-- Start of Source --

The show’s creative team were told it was being put on hiatus
Doctor Who will storm back onto our screens on New Year’s Day, kicking off its 12th series since a triumphant comeback in 2005 – it’s almost easy to forget that the sci-fi series wasn’t always held in such high regard.
Doctor Who: Season 26 – The Collection – a Blu-ray release of the show’s final classic run of episodes from 1989 – is being released later this month, and while those last 14 episodes are now beloved by fans, then-script editor Andrew Cartmel has said that Doctor Who was “held universally in contempt by the powers-that-be” at the time.
“It’s extraordinary to say that now when it’s sort of a jewel in the crown, but Doctor Who was just beyond the pale,” Cartmel said at a recent BFI event to promote the Blu-ray set.
The upside? The show’s creative team were “left completely alone” without outside interference, Cartmel claims. “We used to have the show the tape to the head of Drama… he’d just take a phone call and he wouldn’t watch it, which was good in a way, because it just left us to our own devices.”

-- End of Source --
-- Start of Records shown --

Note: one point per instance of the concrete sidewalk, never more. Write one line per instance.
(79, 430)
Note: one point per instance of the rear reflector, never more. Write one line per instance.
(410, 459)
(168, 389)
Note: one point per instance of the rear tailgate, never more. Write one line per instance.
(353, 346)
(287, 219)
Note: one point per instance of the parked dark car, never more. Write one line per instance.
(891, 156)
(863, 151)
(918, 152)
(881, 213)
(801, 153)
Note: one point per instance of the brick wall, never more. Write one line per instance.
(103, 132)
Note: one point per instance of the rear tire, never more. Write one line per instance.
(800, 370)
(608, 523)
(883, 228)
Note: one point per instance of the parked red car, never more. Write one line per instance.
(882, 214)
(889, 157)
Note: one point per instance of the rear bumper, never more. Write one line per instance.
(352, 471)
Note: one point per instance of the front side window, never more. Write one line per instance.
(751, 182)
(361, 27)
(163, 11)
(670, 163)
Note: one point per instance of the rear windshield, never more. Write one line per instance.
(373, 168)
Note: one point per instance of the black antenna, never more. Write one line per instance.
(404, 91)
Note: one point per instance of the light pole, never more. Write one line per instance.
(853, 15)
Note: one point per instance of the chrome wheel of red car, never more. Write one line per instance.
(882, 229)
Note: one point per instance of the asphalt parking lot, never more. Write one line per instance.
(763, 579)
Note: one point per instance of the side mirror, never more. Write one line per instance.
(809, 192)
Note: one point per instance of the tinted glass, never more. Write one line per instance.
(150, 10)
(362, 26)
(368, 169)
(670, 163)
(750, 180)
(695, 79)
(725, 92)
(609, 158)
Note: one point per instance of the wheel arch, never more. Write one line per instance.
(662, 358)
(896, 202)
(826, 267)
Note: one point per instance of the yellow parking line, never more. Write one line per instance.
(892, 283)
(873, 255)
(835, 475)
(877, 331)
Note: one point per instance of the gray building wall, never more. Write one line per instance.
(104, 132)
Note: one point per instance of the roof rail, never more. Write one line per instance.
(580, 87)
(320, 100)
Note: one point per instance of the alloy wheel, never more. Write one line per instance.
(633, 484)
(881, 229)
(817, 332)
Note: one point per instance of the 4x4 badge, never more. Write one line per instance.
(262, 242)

-- End of Records shown --

■ Short task A:
From the Doctor Who article, write out the passage starting with "The show’s creative team were told" and going on through "at the time.".
■ Short task B:
Summarize the Doctor Who article in two sentences.

■ Task solution A:
The show’s creative team were told it was being put on hiatus
Doctor Who will storm back onto our screens on New Year’s Day, kicking off its 12th series since a triumphant comeback in 2005 – it’s almost easy to forget that the sci-fi series wasn’t always held in such high regard.
Doctor Who: Season 26 – The Collection – a Blu-ray release of the show’s final classic run of episodes from 1989 – is being released later this month, and while those last 14 episodes are now beloved by fans, then-script editor Andrew Cartmel has said that Doctor Who was “held universally in contempt by the powers-that-be” at the time.

■ Task solution B:
A Blu-ray collection of Doctor Who's final classic season from 1989 is being released as the show prepares to begin its 12th series since its 2005 comeback on New Year's Day. Andrew Cartmel, the script editor at the time, has said the show was then held in contempt by the powers-that-be, although this meant the creative team was left alone without outside interference.